- [INSTRUCTIONS TO FOLLOW]: Starting with the line that has "pin: teddy bear |" in it, repeat every line through the last one, word for word, and give nothing more.

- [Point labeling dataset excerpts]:
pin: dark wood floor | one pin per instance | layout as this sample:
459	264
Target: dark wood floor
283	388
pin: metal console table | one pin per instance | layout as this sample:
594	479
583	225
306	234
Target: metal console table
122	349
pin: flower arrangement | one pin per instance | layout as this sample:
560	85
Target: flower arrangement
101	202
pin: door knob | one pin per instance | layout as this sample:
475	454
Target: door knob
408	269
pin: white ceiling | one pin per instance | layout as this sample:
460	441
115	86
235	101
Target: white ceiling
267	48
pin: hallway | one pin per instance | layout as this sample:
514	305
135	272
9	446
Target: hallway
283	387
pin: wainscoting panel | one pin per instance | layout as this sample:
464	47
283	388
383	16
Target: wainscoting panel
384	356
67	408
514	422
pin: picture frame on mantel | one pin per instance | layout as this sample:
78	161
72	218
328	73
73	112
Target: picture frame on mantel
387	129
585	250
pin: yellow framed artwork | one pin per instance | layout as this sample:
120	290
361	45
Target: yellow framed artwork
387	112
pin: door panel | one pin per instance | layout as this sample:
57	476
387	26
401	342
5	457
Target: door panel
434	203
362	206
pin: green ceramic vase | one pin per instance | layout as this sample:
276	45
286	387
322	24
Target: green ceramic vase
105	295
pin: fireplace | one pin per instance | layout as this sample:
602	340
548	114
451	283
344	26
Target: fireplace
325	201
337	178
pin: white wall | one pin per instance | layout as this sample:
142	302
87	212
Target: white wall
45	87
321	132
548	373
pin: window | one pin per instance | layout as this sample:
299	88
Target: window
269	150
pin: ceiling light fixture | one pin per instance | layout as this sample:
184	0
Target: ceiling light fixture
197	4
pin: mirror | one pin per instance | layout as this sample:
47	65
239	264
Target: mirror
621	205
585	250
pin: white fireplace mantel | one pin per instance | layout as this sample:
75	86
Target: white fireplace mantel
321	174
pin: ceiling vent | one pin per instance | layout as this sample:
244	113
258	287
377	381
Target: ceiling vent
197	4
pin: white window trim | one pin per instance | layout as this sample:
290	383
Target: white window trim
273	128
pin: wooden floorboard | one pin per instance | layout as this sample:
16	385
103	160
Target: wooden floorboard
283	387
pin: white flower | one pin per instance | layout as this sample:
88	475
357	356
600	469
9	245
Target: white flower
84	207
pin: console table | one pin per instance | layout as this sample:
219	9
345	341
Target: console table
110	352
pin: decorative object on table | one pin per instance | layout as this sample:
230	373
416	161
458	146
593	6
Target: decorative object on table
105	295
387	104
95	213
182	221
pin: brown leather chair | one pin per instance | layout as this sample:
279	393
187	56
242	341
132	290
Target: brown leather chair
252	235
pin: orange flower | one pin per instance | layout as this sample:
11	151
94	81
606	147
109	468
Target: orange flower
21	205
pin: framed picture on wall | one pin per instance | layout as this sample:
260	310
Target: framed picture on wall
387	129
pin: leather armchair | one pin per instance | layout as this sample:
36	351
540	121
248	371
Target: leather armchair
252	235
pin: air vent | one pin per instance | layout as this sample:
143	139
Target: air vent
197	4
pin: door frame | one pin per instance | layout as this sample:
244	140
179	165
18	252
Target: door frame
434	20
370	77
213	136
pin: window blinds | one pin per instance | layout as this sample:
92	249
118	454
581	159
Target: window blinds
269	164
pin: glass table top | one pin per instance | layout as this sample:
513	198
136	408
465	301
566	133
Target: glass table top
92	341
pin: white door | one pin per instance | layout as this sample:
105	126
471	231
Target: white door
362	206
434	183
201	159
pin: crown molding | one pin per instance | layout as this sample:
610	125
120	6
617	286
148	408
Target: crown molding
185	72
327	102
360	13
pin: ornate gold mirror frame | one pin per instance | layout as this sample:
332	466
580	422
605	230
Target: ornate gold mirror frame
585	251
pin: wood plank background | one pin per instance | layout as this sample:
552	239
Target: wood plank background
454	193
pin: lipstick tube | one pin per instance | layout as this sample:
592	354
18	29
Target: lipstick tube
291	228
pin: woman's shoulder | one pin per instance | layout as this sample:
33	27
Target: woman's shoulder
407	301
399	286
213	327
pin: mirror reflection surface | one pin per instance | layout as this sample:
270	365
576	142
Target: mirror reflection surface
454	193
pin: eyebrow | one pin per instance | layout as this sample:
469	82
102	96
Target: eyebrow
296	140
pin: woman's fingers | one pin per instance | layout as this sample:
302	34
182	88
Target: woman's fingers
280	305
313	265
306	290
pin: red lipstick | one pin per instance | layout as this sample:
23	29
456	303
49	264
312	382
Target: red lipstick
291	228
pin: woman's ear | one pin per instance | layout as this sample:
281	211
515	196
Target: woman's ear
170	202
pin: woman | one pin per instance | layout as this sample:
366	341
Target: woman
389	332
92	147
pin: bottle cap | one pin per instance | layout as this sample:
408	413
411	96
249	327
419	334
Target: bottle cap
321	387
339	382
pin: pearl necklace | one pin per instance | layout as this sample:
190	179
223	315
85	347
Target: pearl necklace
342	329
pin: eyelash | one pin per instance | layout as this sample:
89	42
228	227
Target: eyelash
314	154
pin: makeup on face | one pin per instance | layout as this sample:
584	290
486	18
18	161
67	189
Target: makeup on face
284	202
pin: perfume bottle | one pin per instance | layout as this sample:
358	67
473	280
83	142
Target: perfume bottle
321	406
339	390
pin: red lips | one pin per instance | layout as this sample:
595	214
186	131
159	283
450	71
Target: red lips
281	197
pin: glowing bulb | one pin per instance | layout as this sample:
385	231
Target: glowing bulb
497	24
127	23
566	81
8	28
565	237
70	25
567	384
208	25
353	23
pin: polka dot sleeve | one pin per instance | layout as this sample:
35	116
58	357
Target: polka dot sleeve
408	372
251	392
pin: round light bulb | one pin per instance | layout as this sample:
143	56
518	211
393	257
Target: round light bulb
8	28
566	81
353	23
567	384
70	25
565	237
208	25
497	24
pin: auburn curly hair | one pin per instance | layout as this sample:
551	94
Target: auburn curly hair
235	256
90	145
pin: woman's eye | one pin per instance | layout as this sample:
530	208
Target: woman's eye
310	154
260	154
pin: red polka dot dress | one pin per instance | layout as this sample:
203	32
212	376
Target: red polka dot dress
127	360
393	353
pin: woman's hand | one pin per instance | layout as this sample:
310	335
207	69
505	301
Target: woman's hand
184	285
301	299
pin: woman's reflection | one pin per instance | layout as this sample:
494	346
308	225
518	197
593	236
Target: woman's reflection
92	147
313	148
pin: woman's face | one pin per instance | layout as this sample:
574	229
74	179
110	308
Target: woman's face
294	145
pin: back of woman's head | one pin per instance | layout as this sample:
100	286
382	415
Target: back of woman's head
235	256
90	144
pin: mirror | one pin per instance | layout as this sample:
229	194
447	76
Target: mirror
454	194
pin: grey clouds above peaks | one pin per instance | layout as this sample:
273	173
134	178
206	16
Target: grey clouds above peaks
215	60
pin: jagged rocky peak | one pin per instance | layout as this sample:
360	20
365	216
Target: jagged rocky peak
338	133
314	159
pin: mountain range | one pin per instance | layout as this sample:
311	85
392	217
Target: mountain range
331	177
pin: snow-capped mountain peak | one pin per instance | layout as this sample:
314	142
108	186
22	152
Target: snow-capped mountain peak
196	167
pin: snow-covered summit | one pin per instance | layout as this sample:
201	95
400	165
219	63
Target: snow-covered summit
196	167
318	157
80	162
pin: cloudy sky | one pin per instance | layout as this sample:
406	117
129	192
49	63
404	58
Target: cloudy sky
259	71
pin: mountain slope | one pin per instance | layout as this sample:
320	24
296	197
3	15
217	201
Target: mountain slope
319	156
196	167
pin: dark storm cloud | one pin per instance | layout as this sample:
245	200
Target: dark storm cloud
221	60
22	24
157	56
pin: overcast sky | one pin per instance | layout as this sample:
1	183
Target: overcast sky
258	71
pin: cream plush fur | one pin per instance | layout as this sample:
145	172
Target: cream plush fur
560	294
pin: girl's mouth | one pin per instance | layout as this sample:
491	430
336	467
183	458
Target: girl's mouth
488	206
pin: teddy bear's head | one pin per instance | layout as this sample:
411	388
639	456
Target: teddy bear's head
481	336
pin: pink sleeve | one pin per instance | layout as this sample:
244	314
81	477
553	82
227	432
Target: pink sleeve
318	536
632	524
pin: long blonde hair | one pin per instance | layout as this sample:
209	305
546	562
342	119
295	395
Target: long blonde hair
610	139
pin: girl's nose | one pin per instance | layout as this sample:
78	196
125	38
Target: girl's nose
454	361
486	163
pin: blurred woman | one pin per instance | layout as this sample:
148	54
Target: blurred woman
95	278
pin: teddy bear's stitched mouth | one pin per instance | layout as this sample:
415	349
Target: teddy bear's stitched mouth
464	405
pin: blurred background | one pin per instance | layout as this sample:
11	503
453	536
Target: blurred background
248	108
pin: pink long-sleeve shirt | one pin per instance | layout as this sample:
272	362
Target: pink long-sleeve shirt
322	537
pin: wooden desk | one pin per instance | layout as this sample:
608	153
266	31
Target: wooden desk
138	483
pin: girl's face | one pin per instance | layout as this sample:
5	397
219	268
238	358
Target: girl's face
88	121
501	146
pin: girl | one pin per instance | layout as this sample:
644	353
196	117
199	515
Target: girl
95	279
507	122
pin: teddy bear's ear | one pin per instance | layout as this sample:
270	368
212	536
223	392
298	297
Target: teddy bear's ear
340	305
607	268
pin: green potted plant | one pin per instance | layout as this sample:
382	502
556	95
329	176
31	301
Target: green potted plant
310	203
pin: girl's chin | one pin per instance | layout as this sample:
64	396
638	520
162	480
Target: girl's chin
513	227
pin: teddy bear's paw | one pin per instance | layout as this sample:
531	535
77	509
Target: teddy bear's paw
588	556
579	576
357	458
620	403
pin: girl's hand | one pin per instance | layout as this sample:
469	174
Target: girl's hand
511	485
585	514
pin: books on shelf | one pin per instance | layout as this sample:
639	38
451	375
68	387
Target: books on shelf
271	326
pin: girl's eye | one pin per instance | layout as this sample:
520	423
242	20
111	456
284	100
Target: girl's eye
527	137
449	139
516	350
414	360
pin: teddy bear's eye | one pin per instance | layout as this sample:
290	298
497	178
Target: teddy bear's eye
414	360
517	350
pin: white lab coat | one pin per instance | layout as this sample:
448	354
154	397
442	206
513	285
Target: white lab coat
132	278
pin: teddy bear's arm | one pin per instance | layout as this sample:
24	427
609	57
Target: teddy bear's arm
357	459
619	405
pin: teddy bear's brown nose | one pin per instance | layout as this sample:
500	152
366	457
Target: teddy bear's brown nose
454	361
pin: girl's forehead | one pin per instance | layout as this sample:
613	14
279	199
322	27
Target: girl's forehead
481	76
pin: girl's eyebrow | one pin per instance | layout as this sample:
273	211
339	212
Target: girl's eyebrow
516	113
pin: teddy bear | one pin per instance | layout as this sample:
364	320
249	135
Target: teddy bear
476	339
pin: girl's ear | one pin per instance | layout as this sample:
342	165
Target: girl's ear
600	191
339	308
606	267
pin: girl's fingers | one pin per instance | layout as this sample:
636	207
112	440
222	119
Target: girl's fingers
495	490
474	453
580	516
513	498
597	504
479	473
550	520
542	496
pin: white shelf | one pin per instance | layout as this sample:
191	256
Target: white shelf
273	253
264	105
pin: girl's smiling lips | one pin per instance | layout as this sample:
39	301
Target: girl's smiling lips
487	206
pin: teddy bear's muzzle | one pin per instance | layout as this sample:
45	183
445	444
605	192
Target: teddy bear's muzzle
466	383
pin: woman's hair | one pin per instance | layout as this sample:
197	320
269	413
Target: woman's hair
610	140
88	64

- [TASK RESULT]:
pin: teddy bear | one pin per instance | layout as this sample:
364	320
249	135
Target: teddy bear
476	339
pin: girl's ear | one pin per instance | layout as this sample:
342	165
Target: girl's ear
600	191
339	308
606	267
pin: girl's fingers | one pin per instance | layout as this sample:
636	207
112	440
222	119
Target: girl's fingers
495	490
474	453
580	516
513	498
597	504
479	473
550	520
542	496
pin: white shelf | one pin per instance | layout as this sample:
191	256
Target: white shelf
273	253
264	105
pin: girl's smiling lips | one pin per instance | layout as this sample:
39	301
Target: girl's smiling lips
487	206
pin: teddy bear's muzzle | one pin per instance | layout as this sample:
45	183
445	444
605	192
Target: teddy bear's muzzle
466	383
pin: woman's hair | one pin per instance | layout as this sample:
197	320
269	413
Target: woman's hair
610	140
88	64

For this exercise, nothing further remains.